> Directive
Reproduce the listing below word for word, leaving out the pictures.
--- Data records ---
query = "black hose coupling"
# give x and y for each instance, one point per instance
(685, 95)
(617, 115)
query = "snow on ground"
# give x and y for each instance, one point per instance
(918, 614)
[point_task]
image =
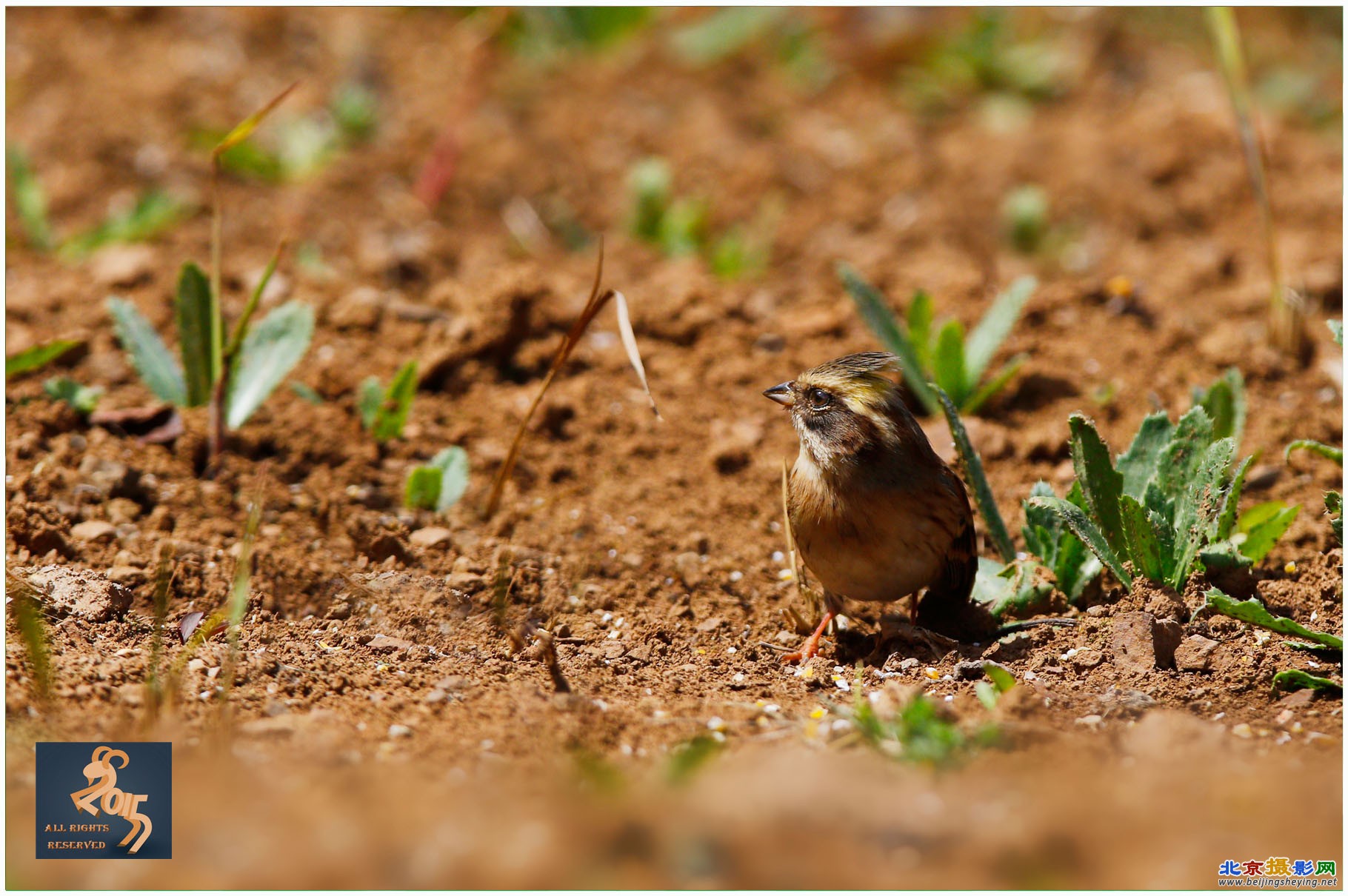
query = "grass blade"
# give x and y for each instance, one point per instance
(634, 356)
(30, 200)
(995, 327)
(948, 363)
(241, 325)
(267, 355)
(1318, 448)
(149, 353)
(1087, 531)
(1257, 613)
(995, 384)
(886, 328)
(37, 358)
(393, 410)
(978, 480)
(196, 333)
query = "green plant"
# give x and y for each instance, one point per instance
(1257, 613)
(30, 200)
(84, 399)
(1224, 402)
(384, 411)
(438, 484)
(943, 353)
(36, 358)
(1287, 320)
(1025, 216)
(232, 376)
(1169, 507)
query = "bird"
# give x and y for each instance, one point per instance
(876, 515)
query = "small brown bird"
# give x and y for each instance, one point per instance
(876, 515)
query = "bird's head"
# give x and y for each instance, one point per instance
(846, 409)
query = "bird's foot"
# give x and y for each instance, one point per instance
(810, 649)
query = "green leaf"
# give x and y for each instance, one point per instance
(978, 480)
(1184, 455)
(1293, 679)
(920, 328)
(391, 414)
(1087, 531)
(1224, 402)
(197, 333)
(453, 463)
(1138, 464)
(36, 358)
(1264, 524)
(30, 200)
(1196, 514)
(994, 386)
(1141, 539)
(154, 213)
(1257, 613)
(1002, 679)
(948, 363)
(441, 483)
(1318, 448)
(876, 315)
(368, 398)
(992, 330)
(149, 353)
(269, 352)
(424, 488)
(307, 392)
(1101, 485)
(81, 398)
(1227, 519)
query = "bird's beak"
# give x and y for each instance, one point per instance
(781, 394)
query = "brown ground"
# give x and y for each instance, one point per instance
(649, 546)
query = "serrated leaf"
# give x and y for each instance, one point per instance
(81, 398)
(1318, 448)
(1138, 465)
(887, 329)
(1231, 501)
(1101, 485)
(394, 406)
(1257, 613)
(978, 478)
(368, 398)
(920, 327)
(1184, 455)
(1224, 402)
(1293, 679)
(1141, 539)
(1087, 531)
(948, 363)
(995, 384)
(1264, 524)
(149, 353)
(269, 352)
(196, 335)
(37, 358)
(992, 330)
(422, 488)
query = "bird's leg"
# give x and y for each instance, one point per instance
(812, 643)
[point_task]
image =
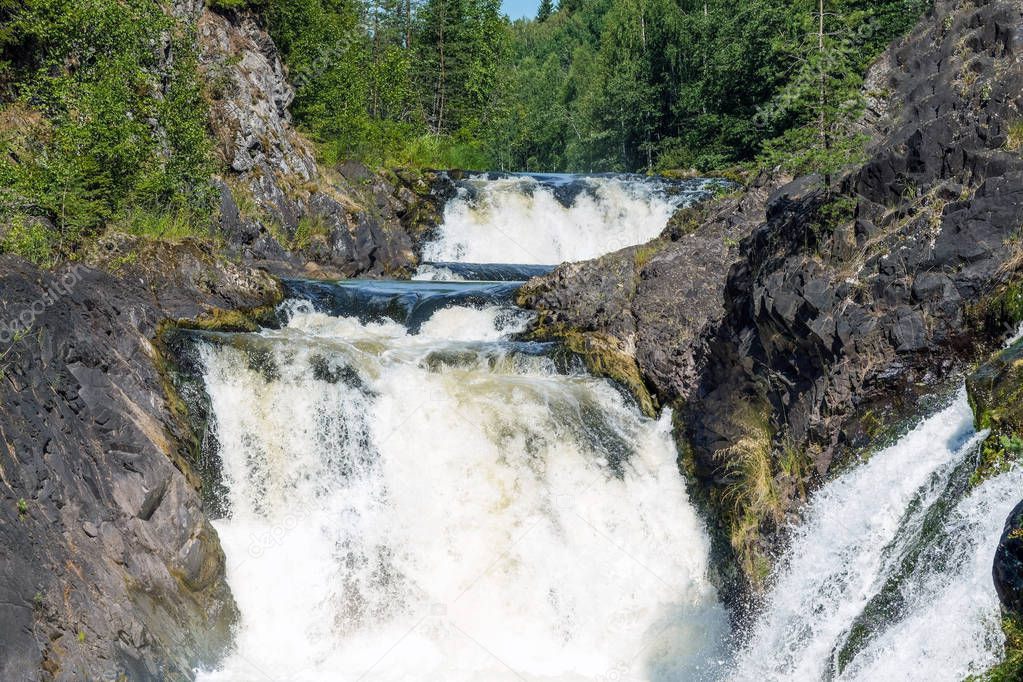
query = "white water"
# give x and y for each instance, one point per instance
(460, 521)
(437, 506)
(520, 220)
(943, 623)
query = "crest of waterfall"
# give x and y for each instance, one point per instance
(449, 505)
(554, 219)
(414, 492)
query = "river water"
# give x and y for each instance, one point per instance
(412, 493)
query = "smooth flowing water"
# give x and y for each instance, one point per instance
(413, 493)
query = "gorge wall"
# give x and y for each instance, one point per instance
(794, 323)
(109, 569)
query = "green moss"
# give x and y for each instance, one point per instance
(1011, 668)
(995, 392)
(1015, 139)
(751, 500)
(645, 253)
(997, 454)
(604, 356)
(236, 321)
(30, 239)
(309, 229)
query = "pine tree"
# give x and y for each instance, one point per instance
(545, 10)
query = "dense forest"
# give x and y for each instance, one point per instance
(590, 85)
(97, 126)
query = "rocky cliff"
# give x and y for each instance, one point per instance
(109, 567)
(279, 209)
(839, 306)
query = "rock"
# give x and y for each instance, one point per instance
(1008, 569)
(299, 218)
(660, 299)
(108, 566)
(996, 392)
(832, 310)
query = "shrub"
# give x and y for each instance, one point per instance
(30, 239)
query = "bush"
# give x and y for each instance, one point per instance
(30, 239)
(100, 121)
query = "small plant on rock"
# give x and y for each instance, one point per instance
(1015, 140)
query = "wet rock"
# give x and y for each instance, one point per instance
(833, 309)
(108, 565)
(996, 392)
(1008, 569)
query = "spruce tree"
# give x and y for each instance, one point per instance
(545, 10)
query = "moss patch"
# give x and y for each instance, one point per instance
(751, 500)
(995, 392)
(1011, 668)
(604, 356)
(236, 321)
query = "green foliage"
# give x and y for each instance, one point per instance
(98, 121)
(31, 240)
(373, 80)
(654, 84)
(1011, 668)
(997, 454)
(1015, 140)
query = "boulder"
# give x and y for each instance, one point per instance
(1008, 570)
(108, 565)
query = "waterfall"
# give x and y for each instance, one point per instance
(448, 503)
(551, 219)
(412, 492)
(889, 575)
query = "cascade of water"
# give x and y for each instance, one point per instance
(414, 493)
(888, 578)
(440, 505)
(548, 220)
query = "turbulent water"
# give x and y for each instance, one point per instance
(411, 493)
(449, 505)
(889, 578)
(551, 219)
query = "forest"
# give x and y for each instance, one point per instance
---
> Response below
query = "black hose coupling"
# give x and y for each instance, one point per instance
(685, 95)
(617, 115)
query = "snow on ground"
# give x and y for each instance, one point per instance
(918, 614)
[point_task]
image =
query = "grass blade"
# give x and y for each instance, one point per instance
(634, 356)
(30, 200)
(995, 327)
(948, 363)
(241, 325)
(267, 355)
(1318, 448)
(149, 353)
(1087, 531)
(1257, 613)
(995, 384)
(886, 328)
(37, 358)
(393, 410)
(978, 480)
(196, 333)
query = "green plant"
# give x and y for each instance, one point per instance
(1257, 613)
(30, 200)
(84, 399)
(1224, 402)
(384, 411)
(438, 484)
(943, 353)
(36, 358)
(1287, 320)
(1025, 216)
(232, 376)
(1169, 507)
query = "bird"
# give x and y for each instance, one point per instance
(876, 515)
query = "small brown bird"
# give x and y for each instance, one point per instance
(876, 515)
query = "bird's head"
# give x and y for each instance, one point per instance
(846, 409)
query = "bird's foot"
# give x and y for each instance, one point per instance
(810, 649)
query = "green leaf"
# give x and y for each instance, one point per instance
(978, 480)
(1184, 455)
(1293, 679)
(920, 328)
(391, 414)
(1087, 531)
(1224, 402)
(197, 333)
(453, 463)
(1138, 464)
(36, 358)
(1264, 524)
(30, 200)
(1196, 514)
(994, 386)
(1141, 539)
(154, 213)
(1257, 613)
(1002, 679)
(948, 363)
(441, 483)
(1318, 448)
(876, 315)
(368, 398)
(992, 330)
(149, 353)
(269, 352)
(424, 488)
(307, 392)
(1101, 485)
(81, 398)
(1227, 519)
query = "bird's beak"
# give x and y for each instance, one point per instance
(781, 394)
query = "brown ground"
# give x and y for each instance, one point per instance
(649, 546)
query = "serrated leaf"
# give x and y for each instance, one point per instance
(81, 398)
(1318, 448)
(1138, 465)
(887, 329)
(1231, 501)
(1101, 485)
(394, 406)
(1257, 613)
(978, 478)
(368, 398)
(920, 327)
(1184, 455)
(1224, 402)
(1293, 679)
(1141, 539)
(1087, 531)
(948, 363)
(995, 384)
(1264, 524)
(149, 353)
(269, 352)
(196, 335)
(37, 358)
(992, 330)
(422, 488)
query = "bird's leg"
# give x and y for each instance, one point per instance
(812, 643)
[point_task]
image =
query = "white water"
# give x and y for each instance, one point per instance
(460, 521)
(437, 506)
(520, 220)
(943, 623)
query = "crest of waterfall"
# give x and y for each instance, one point per instance
(449, 505)
(554, 219)
(414, 492)
query = "river water"
# give x and y for each instance, one point per instance
(412, 493)
query = "smooth flowing water"
# give x and y for each instance, one point per instance
(413, 493)
query = "gorge wall"
# give x and y for each instance, one point per instance
(794, 323)
(109, 569)
query = "green moss"
# give x and y for each instance, one point per instance
(1011, 668)
(995, 392)
(1015, 139)
(751, 500)
(645, 253)
(997, 454)
(604, 356)
(236, 321)
(30, 239)
(309, 229)
query = "pine tree"
# give x and y for each instance, one point per instance
(545, 10)
query = "dense forest"
# give x and y for each instance, one point per instance
(590, 85)
(97, 126)
query = "rocky cliff"
# give x and y for each instance, one point per instance
(109, 567)
(279, 209)
(839, 306)
query = "rock"
# give x and y for each instance, one point per instance
(1008, 569)
(299, 218)
(660, 299)
(108, 566)
(996, 392)
(832, 310)
query = "shrub"
# give x and y for each instance, one point per instance
(30, 239)
query = "bush"
# give x and y for each instance, one point per instance
(30, 239)
(100, 121)
query = "small plant on rock"
# give x and y for each instance, one point per instance
(1015, 140)
query = "wet rock"
# give x and y for each instance, one point per instance
(833, 309)
(108, 565)
(996, 392)
(1008, 569)
query = "spruce tree"
# give x and y for each instance, one point per instance
(545, 10)
query = "moss patch"
# give x and y for each instance, one point per instance
(751, 500)
(995, 392)
(1011, 668)
(604, 356)
(236, 321)
query = "green foliage"
# give x and y for each instance, one point per instance
(98, 121)
(31, 240)
(373, 80)
(654, 84)
(1011, 668)
(997, 454)
(1015, 140)
query = "boulder"
# give x and y for each instance, one point per instance
(1008, 570)
(108, 565)
query = "waterfall"
# give x and y for each instance, one point per instance
(448, 503)
(551, 219)
(412, 492)
(889, 575)
query = "cascade of water"
# give x and y for each instance, one point per instance
(414, 493)
(888, 578)
(440, 505)
(548, 220)
query = "turbulent water"
# give x and y for each instance, one point per instance
(411, 493)
(449, 505)
(889, 578)
(551, 219)
query = "forest"
# give x and y for each instance, one point per instance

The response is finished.